Fingerprints don’t last forever, unless they are the kind that leave an indelible impression, just like my dad’s left on me.
It was a year ago today that my father passed away. In reflecting on the first year without “dad,” I didn’t have to look much farther than my home to feel close to him. Surrounded by artifacts that were once his, I realize that things cannot replace true presence. My heavy heart longs for a hug or a father-daughter talk over a cup of coffee in his Georgia sunroom. It is this coffee mug (pictured) that has deep significance today. A mug that was made by my mother, gone now 35 years, and enjoyed daily by my dad for decades. Drinking coffee from it today I steep in the memories as the year mark tolls.
The feeling of grief and emptiness is all too familiar – the first year is the hardest when you lose a loved one. You have to learn how to live through every day and every holiday without them – Father’s Day and his birthday were the toughest. The first and hardest year is over. As I feel the warmth of dad’s coffee cup, I’m reminded that my dad left his fingerprints everywhere – on his family, church, community, friends, volunteer work, Bosnian refugees, students, published papers and colleagues. Yes, his fingerprints are everywhere and nowhere at the same time.

- [Complete the following]
1. In the remembrance of the writer's father above, who made the coffee mug he used daily?
2. Write the next paragraph of the remembrance of the writer's father above, picking up after its final sentence.

- [Material shown]
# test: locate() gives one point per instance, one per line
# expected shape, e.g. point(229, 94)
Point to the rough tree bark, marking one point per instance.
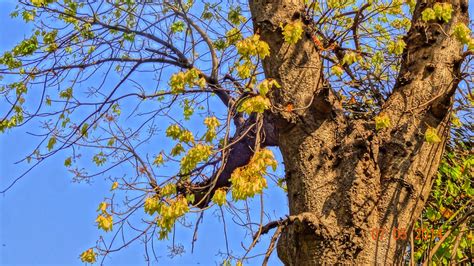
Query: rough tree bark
point(350, 178)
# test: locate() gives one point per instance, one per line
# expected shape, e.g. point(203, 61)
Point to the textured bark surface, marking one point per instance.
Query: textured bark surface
point(352, 178)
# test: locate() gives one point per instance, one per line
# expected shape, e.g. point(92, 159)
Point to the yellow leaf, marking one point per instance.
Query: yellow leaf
point(102, 207)
point(114, 186)
point(431, 136)
point(88, 256)
point(382, 121)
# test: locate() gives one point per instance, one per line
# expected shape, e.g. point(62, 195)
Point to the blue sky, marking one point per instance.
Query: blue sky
point(46, 219)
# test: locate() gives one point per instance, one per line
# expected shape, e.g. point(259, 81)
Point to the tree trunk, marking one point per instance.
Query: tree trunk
point(357, 184)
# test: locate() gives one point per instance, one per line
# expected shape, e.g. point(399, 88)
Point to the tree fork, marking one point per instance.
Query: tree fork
point(352, 178)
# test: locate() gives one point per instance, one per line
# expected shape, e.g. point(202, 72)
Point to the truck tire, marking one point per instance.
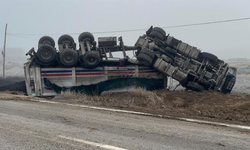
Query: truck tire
point(209, 56)
point(159, 30)
point(145, 59)
point(86, 35)
point(195, 86)
point(46, 54)
point(48, 40)
point(65, 38)
point(229, 84)
point(157, 35)
point(148, 52)
point(68, 57)
point(90, 59)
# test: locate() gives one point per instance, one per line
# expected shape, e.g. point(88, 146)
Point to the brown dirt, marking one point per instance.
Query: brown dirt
point(230, 108)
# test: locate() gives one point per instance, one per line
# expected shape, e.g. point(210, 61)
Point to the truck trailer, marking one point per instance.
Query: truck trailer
point(92, 68)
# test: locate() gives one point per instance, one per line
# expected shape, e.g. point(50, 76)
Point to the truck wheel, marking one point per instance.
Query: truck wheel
point(46, 40)
point(46, 54)
point(211, 57)
point(229, 84)
point(159, 30)
point(65, 38)
point(145, 59)
point(68, 57)
point(195, 86)
point(148, 52)
point(86, 35)
point(156, 34)
point(91, 59)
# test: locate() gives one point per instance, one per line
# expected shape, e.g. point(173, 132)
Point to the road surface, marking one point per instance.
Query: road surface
point(34, 125)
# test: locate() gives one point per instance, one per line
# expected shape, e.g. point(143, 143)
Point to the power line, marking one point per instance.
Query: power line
point(134, 30)
point(21, 36)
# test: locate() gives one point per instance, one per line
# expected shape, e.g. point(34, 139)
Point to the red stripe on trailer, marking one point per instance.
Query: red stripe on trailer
point(118, 72)
point(54, 75)
point(94, 73)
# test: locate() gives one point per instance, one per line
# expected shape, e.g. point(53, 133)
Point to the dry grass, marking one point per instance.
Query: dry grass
point(232, 107)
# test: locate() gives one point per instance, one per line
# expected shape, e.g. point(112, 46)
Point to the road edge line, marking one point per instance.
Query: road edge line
point(147, 114)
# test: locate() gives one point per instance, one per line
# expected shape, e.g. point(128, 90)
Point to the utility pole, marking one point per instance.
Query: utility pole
point(4, 50)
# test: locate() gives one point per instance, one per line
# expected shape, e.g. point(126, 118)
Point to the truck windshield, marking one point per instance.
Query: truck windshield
point(232, 70)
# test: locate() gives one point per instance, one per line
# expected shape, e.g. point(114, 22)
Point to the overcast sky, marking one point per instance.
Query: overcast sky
point(28, 20)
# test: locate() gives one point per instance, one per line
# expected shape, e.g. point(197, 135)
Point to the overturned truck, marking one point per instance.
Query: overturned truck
point(93, 69)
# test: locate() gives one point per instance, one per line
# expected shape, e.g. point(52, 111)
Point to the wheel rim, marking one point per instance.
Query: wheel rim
point(68, 58)
point(46, 54)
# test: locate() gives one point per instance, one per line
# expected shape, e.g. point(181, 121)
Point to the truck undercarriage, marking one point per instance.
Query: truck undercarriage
point(93, 69)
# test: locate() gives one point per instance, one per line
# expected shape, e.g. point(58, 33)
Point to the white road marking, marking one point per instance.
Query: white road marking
point(99, 145)
point(148, 114)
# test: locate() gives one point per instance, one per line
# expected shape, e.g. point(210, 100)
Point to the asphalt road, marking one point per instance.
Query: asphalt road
point(33, 125)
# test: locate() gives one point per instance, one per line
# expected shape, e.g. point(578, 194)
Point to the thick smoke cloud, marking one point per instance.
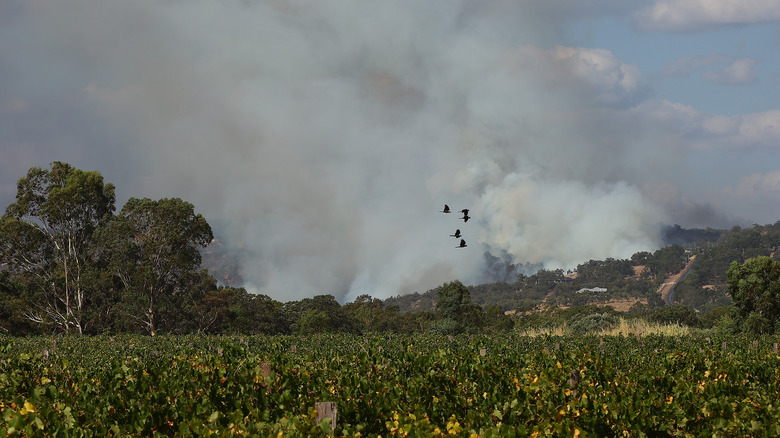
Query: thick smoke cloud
point(321, 138)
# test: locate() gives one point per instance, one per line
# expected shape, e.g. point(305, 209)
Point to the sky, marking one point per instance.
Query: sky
point(320, 139)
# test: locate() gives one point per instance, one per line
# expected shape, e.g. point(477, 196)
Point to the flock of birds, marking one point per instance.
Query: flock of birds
point(465, 218)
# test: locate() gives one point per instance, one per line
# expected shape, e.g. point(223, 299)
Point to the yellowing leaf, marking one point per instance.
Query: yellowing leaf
point(28, 407)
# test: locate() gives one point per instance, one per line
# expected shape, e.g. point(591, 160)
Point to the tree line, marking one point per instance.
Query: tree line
point(69, 263)
point(72, 265)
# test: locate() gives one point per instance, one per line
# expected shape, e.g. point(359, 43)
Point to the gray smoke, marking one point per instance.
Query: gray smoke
point(326, 135)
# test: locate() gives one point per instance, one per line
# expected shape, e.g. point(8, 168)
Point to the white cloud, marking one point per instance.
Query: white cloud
point(687, 15)
point(610, 80)
point(714, 131)
point(688, 64)
point(738, 72)
point(758, 186)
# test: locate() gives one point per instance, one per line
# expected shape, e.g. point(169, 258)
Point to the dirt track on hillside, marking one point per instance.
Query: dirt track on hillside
point(667, 287)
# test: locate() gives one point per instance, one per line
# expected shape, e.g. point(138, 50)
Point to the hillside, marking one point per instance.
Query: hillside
point(643, 281)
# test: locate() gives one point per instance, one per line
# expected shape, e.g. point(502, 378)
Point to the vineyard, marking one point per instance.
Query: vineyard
point(420, 385)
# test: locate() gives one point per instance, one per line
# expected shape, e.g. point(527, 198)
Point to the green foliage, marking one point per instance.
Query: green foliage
point(422, 385)
point(454, 304)
point(755, 288)
point(675, 314)
point(593, 323)
point(47, 238)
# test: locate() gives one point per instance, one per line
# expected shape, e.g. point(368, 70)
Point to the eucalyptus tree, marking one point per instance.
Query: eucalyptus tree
point(48, 240)
point(755, 288)
point(156, 257)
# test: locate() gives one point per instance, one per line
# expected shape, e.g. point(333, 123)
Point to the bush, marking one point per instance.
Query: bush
point(596, 322)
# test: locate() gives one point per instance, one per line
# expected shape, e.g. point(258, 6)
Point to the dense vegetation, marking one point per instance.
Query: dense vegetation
point(389, 385)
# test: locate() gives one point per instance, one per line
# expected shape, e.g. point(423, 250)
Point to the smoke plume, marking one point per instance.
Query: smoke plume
point(322, 138)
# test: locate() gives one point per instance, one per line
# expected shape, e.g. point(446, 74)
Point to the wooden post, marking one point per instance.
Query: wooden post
point(326, 410)
point(265, 369)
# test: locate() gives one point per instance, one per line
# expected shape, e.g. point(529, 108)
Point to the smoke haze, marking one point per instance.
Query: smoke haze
point(322, 138)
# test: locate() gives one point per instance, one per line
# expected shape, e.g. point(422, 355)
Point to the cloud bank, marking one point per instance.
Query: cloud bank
point(689, 15)
point(321, 139)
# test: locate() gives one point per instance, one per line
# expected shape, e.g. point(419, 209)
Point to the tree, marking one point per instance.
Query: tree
point(455, 304)
point(47, 238)
point(755, 288)
point(156, 243)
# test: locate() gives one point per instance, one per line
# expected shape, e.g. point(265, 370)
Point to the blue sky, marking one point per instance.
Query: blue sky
point(319, 135)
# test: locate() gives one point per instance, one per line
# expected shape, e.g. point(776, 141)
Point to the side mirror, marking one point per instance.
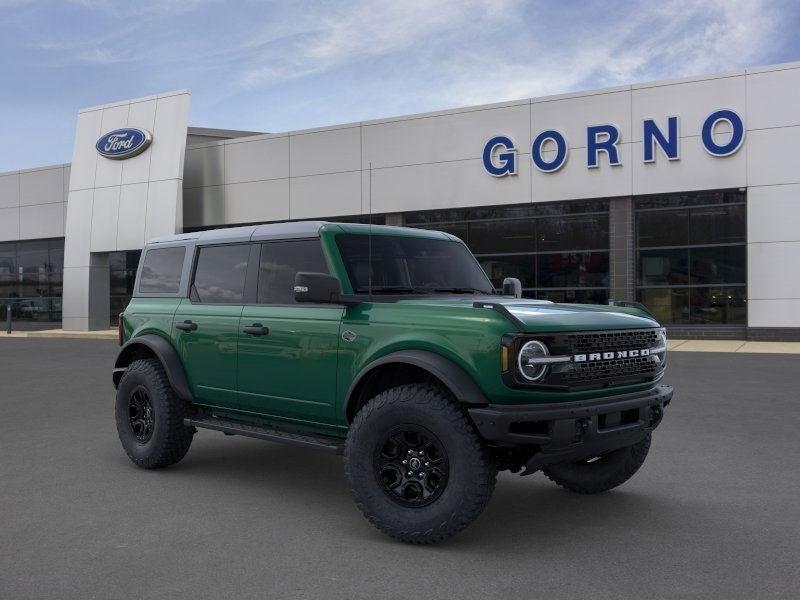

- [Task responses]
1. The writer's mother made it.

2.
After recently re-licensing my dad’s car this fall, the Georgia plates switched to Illinois, the car is now officially mine (fourth try is a charm…) A few weeks ago I decided it was time to deep clean my new set of wheels. This cleaning was not just a vacuum and wash, but an elbow grease, deep cleaning with Armor All effort from hood to trunk. Discovering a wayward grocery receipt wedged in a seat, I paused to read what was purchased at the Marietta Kroger. It was evidence of my dad’s favorite snack foods, which made me smile. Touching his empty sunglasses case and a handmade sewing kit in the glove compartment made me feel calm in a weird sort of way. I half expected dad to come out of the house and sit down next to me. Dad’s presence was palpable as I reorganized the trunk and checked out the first aid kit he always kept in each car for emergencies. He was always prepared.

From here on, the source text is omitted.